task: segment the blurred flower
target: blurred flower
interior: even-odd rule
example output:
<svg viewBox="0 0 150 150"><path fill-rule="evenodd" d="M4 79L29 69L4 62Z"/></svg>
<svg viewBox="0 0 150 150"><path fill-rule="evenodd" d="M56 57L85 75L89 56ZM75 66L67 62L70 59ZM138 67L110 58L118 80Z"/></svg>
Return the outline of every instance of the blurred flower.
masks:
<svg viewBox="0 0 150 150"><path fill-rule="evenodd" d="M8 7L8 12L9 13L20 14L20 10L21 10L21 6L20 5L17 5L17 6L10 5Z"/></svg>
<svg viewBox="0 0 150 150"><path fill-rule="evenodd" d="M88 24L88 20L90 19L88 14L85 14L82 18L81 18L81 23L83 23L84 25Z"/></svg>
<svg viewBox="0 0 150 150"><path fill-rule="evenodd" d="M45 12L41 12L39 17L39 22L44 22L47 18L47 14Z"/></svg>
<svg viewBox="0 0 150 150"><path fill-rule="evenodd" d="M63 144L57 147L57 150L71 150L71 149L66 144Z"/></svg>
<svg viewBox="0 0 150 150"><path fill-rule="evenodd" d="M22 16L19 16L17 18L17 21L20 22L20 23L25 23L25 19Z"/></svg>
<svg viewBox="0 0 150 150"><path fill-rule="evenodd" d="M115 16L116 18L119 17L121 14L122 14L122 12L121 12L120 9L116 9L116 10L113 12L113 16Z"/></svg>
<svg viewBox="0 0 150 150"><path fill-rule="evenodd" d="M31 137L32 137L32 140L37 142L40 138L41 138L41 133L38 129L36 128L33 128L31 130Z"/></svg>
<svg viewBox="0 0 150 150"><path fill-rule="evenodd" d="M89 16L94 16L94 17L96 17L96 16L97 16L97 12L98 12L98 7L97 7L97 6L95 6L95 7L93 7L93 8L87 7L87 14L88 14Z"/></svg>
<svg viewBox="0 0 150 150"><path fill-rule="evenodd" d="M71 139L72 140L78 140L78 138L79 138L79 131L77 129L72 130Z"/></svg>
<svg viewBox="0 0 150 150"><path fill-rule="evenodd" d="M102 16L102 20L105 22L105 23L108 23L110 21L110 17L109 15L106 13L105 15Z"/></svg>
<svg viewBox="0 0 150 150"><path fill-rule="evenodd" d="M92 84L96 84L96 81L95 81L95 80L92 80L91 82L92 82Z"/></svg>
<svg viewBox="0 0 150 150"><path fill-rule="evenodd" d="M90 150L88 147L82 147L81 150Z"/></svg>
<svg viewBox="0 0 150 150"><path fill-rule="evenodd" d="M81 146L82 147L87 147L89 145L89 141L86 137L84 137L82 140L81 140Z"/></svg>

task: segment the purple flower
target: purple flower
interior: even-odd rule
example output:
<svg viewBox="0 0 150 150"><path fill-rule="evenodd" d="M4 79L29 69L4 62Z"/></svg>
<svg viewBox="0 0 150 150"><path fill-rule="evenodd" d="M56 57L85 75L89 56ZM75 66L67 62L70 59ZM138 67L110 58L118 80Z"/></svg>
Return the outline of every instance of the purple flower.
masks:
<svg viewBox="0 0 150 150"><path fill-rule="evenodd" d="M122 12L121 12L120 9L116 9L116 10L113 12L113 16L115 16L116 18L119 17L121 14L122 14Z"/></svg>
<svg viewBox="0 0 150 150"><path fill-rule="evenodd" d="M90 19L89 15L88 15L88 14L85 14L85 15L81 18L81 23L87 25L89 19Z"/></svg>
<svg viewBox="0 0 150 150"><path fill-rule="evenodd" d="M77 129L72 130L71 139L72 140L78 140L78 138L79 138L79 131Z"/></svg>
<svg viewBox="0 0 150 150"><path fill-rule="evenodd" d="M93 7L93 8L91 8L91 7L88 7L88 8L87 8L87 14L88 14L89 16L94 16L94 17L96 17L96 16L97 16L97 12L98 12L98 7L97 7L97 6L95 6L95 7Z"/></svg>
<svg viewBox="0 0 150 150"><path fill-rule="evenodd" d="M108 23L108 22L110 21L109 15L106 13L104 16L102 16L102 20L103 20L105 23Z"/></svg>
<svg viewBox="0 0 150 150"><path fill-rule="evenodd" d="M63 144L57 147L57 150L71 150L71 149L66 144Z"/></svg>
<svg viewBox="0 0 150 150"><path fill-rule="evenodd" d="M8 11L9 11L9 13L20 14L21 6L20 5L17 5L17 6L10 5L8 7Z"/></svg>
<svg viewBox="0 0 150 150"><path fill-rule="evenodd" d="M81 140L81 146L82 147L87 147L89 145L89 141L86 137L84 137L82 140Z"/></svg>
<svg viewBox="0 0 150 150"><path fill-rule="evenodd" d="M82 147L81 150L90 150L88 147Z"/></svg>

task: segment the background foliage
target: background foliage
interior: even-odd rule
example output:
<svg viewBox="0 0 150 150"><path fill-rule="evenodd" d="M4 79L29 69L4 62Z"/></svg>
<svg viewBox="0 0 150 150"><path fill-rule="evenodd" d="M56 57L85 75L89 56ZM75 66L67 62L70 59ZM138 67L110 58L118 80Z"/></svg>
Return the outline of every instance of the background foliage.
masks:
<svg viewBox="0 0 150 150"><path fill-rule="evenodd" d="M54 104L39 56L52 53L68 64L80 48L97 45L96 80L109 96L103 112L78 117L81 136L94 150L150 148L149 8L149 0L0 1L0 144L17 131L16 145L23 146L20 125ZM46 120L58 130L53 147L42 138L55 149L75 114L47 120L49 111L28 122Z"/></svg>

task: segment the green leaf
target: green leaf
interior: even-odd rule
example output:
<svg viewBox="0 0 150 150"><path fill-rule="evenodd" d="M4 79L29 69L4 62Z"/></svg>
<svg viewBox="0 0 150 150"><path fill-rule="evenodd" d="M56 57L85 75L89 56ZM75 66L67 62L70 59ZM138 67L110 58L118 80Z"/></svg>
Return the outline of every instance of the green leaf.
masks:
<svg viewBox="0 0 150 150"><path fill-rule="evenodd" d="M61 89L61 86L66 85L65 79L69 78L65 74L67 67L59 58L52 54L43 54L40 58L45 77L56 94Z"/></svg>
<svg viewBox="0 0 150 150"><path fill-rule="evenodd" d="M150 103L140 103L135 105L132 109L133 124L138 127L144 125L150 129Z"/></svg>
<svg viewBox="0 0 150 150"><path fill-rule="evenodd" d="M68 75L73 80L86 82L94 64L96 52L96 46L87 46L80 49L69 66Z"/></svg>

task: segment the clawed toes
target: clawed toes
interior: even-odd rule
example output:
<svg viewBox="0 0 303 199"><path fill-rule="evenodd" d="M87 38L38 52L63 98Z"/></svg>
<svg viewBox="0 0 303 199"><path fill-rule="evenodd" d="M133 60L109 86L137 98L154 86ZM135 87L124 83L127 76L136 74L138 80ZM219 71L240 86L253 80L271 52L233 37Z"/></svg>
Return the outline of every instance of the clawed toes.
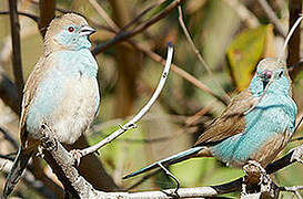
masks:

---

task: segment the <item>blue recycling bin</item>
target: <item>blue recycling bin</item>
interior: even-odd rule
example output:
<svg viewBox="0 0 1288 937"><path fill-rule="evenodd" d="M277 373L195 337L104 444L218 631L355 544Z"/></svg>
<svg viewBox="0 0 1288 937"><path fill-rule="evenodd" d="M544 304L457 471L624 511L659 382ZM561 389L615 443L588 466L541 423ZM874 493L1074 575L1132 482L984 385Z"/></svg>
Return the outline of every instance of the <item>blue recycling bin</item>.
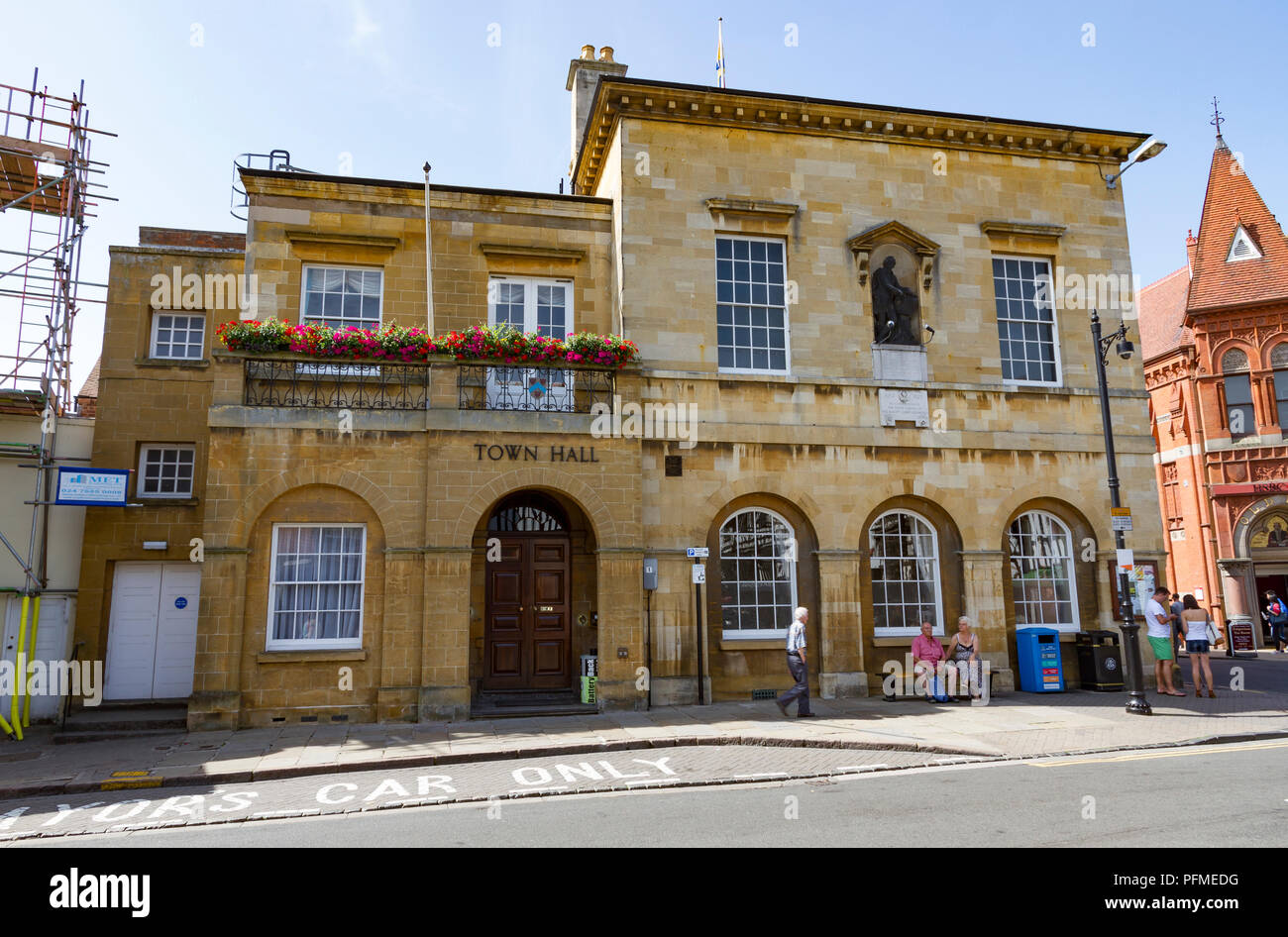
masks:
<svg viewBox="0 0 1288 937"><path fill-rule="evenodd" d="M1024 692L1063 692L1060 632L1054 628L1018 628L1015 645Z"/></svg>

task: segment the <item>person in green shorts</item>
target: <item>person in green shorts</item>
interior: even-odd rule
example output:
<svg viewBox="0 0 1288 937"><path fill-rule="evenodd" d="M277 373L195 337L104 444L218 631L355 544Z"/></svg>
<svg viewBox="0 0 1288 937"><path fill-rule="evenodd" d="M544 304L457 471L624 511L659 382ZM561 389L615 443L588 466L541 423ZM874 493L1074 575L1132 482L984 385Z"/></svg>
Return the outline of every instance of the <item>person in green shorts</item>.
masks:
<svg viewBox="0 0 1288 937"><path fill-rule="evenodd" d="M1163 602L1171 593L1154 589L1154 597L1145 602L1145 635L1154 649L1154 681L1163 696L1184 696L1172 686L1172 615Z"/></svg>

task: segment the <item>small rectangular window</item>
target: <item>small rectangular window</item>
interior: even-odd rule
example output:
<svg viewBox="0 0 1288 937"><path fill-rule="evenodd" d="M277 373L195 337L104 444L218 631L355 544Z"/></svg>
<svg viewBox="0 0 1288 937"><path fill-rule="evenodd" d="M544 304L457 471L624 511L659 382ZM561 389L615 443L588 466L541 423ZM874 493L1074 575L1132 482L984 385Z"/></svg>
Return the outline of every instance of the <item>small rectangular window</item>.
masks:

* * *

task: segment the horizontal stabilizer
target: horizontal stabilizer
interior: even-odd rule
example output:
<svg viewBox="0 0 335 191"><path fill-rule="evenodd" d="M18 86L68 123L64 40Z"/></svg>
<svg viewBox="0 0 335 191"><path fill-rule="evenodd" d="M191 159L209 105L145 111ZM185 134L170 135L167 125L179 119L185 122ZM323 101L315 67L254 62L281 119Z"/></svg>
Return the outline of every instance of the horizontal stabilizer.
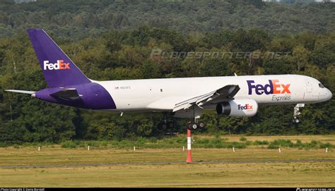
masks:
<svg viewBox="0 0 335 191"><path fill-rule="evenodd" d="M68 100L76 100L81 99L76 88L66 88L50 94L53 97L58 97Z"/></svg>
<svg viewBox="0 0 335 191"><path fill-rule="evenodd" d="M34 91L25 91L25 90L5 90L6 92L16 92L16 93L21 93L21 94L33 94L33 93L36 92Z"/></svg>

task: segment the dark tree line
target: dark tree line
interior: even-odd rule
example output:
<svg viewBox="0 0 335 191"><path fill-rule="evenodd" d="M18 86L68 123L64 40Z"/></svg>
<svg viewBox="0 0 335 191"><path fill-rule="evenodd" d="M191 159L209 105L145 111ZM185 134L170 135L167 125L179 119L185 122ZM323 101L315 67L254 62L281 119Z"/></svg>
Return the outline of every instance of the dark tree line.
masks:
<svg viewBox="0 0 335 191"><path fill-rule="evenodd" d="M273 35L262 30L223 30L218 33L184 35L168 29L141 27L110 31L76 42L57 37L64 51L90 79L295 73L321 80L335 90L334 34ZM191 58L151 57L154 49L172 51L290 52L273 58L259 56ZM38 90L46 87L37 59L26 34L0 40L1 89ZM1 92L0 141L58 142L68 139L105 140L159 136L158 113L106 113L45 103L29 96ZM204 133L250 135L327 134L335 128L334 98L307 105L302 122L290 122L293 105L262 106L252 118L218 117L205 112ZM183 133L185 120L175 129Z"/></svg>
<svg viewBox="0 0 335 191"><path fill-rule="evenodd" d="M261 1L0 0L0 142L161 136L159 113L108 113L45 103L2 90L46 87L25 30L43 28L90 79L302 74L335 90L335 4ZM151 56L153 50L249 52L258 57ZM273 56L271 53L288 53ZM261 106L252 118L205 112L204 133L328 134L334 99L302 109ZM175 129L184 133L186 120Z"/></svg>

▶ **EXERCISE DIRECTIONS**: Identify every line of the material above that contains the word "clawed", and copy each of those lines in full.

▶ **CORRECT ANSWER**:
task: segment the clawed toes
target: clawed toes
Return the outline of every instance of the clawed toes.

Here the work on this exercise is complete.